[petsc-users] Debugger question

Tabrez Ali stali at geology.wisc.edu
Mon Apr 2 21:52:47 CDT 2012


Matt/Barry

My intention was to make sure that the code is bug free and since PETSc 
was pre-installed on the cluster with various compilers it was easier to 
test quickly rather than build all combinations myself. Performance is 
of absolutely no concern.

Things were working fine with 3.1 but recently the OS (Cray Linux Env) 
was upgraded and so was PETSc (to 3.2).

Matt

I am attaching entire output.

Tabrez

---

stali at krakenpf2:~/meshes> which xterm
/usr/bin/xterm
stali at krakenpf2:~/meshes> aprun -n 1 ./defmod -f 
2d_point_load_dyn_abc.inp -on_error_attach_debugger
  Reading input ...
  Reading mesh data ...
  Forming [K] ...
  Forming [M] & [M]^-1 ...
  Applying constraints ...
  Forming RHS ...
  Setting up solver ...
  Solving ...
   Time Step 0
[0]PETSC ERROR: 
------------------------------------------------------------------------
[0]PETSC ERROR: Caught signal number 11 SEGV: Segmentation Violation, 
probably memory access out of range
[0]PETSC ERROR: Try option -start_in_debugger or -on_error_attach_debugger
[0]PETSC ERROR: or see 
http://www.mcs.anl.gov/petsc/petsc-as/documentation/faq.html#valgrind[0]PETSC 
ERROR: or try http://valgrind.org on GNU/linux and Apple Mac OS X to 
find memory corruption errors
[0]PETSC ERROR: configure using --with-debugging=yes, recompile, link, 
and run
[0]PETSC ERROR: to get more information on the crash.

+ + + + +

Problems and tasks:
1) Please copy the part of the mailing-list post between "I am attaching" and "mesh data ...", inclusive.
2) Answer these questions from the mailing-list post:
(a) To which PETSc version was the installation upgraded?
(b) What signal number does the error output report?
(c) What path does the `which xterm` command return?

+ + + + +

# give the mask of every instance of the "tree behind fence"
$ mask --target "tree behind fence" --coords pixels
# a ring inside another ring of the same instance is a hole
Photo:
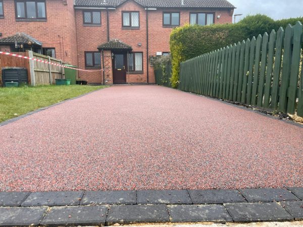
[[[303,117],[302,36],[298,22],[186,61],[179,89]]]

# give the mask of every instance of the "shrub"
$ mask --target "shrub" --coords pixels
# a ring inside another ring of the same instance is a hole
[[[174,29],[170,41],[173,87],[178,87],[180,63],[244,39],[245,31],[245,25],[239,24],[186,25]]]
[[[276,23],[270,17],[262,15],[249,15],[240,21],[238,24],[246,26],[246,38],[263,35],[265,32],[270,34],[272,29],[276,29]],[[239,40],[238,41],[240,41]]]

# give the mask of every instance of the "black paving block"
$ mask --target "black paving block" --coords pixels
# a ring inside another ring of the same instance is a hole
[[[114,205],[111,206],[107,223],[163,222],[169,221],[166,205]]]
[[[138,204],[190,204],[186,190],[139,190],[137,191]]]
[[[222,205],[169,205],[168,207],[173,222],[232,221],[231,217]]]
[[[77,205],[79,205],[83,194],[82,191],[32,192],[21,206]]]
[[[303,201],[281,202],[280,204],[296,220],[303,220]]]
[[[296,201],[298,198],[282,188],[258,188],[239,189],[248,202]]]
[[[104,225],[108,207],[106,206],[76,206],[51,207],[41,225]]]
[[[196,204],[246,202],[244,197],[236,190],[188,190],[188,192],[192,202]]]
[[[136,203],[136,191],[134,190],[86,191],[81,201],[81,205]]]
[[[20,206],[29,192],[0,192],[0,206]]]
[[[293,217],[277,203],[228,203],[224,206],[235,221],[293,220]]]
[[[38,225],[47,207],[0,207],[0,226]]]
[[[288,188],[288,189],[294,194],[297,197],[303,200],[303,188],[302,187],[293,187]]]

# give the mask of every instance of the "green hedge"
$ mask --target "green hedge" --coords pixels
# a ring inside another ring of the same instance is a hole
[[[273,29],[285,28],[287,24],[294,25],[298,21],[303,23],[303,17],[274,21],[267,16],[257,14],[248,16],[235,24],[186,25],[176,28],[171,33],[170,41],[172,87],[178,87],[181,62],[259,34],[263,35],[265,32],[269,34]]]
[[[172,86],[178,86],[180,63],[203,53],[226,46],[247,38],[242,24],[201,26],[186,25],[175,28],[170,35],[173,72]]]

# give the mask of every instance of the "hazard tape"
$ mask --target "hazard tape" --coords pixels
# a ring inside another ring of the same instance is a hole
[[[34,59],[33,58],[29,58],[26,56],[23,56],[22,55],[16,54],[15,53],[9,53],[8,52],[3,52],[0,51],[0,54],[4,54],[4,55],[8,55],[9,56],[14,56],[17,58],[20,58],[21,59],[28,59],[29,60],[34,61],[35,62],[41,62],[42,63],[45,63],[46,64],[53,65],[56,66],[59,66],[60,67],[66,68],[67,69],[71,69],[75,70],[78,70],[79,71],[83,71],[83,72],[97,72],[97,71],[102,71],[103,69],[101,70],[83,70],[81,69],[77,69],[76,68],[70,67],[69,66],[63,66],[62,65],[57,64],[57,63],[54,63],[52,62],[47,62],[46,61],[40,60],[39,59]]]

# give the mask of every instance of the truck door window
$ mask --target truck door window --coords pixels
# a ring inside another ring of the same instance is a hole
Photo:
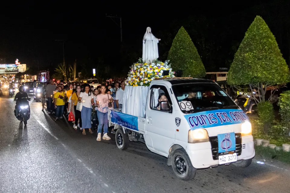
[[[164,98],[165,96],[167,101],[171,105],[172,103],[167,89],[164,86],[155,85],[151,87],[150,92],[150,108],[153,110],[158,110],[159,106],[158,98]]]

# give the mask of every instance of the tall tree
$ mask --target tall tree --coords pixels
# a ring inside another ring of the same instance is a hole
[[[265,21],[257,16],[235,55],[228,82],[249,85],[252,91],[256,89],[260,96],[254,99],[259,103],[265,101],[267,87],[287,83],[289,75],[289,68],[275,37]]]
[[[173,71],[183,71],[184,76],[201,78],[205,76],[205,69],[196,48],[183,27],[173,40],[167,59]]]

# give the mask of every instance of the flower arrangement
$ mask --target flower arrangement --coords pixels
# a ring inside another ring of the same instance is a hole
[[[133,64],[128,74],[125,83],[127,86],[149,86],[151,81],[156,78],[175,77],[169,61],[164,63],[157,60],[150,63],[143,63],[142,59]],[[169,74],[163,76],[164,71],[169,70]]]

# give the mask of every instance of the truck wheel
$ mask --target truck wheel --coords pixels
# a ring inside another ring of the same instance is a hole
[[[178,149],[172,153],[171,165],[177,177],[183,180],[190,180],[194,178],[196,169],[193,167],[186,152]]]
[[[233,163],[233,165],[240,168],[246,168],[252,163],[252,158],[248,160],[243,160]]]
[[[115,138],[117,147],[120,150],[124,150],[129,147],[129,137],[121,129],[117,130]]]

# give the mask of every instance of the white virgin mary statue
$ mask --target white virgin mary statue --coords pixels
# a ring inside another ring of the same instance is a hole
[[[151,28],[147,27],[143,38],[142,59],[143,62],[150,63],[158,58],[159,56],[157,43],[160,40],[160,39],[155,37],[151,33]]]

+ + + + +

Task-by-task solutions:
1)
I am attaching entire output.

Tabrez

---

stali at krakenpf2:~/meshes> which xterm
/usr/bin/xterm
stali at krakenpf2:~/meshes> aprun -n 1 ./defmod -f 
2d_point_load_dyn_abc.inp -on_error_attach_debugger
  Reading input ...
  Reading mesh data ...

2)
(a) 3.2
(b) 11 (SEGV, Segmentation Violation)
(c) /usr/bin/xterm